引用文

You Were Never Really Here/2018(イギリス・フランス・アメリカ)/90分
監督・脚本:リン・ラムジー
主演:ホアキン・フェニックス/エカテリーナ・サムソーノフ、アレックス・マネット
ホアキン・フェニックスの瞳
・・腹を据えて観ないとちょっとシンドイ映画かもしれません。。
90分という割り合い短い映画でしたが、どうも3時間くらいの体感速度を感じてしまうのは、劇中永遠に続きそうな孤独感。
戦争で癒えない瑕を負った男のカタルシスをこれでもかという程詰め込み、観賞後の一服がこんなにも心休まった作品も久々です。
原題の『You Were Never Really Here』を『ビューティフル・デイ』に変更した事がこの映画の唯一の救いと言えるでしょう。

出典抜粋
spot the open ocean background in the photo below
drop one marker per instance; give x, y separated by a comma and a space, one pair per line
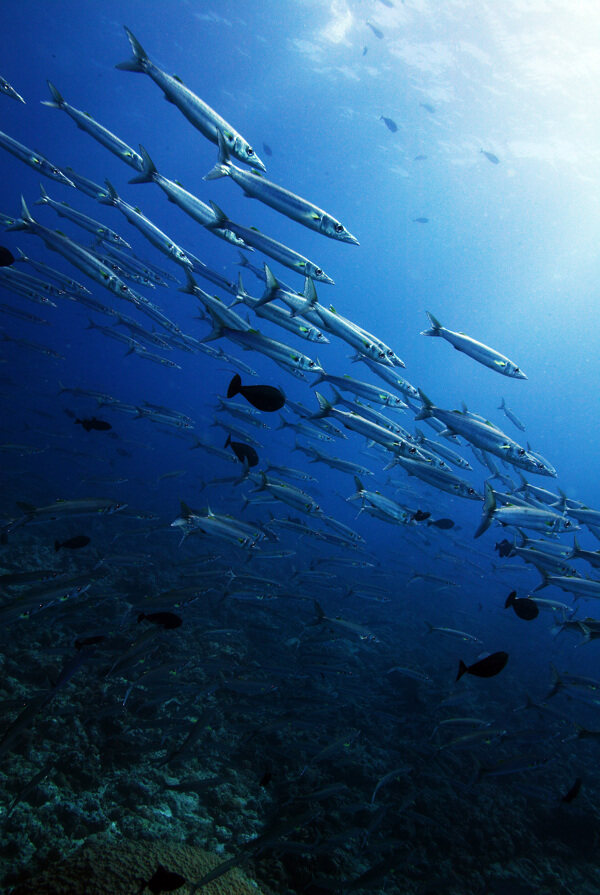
508, 255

問題文 A
引用文のうち、「You Were Never Really Here/2018(イギリス・フランス・アメリカ)/90分」から始まって「も心休まった作品も久々です。」で終わる部分を、一字一句変えずに書き写せ。
問題文 B
引用文によると、この映画の監督と脚本を務めたのは誰か。

解答 A
You Were Never Really Here/2018(イギリス・フランス・アメリカ)/90分
監督・脚本:リン・ラムジー
主演:ホアキン・フェニックス/エカテリーナ・サムソーノフ、アレックス・マネット
ホアキン・フェニックスの瞳
・・腹を据えて観ないとちょっとシンドイ映画かもしれません。。
90分という割り合い短い映画でしたが、どうも3時間くらいの体感速度を感じてしまうのは、劇中永遠に続きそうな孤独感。
戦争で癒えない瑕を負った男のカタルシスをこれでもかという程詰め込み、観賞後の一服がこんなにも心休まった作品も久々です。

解答 B
リン・ラムジー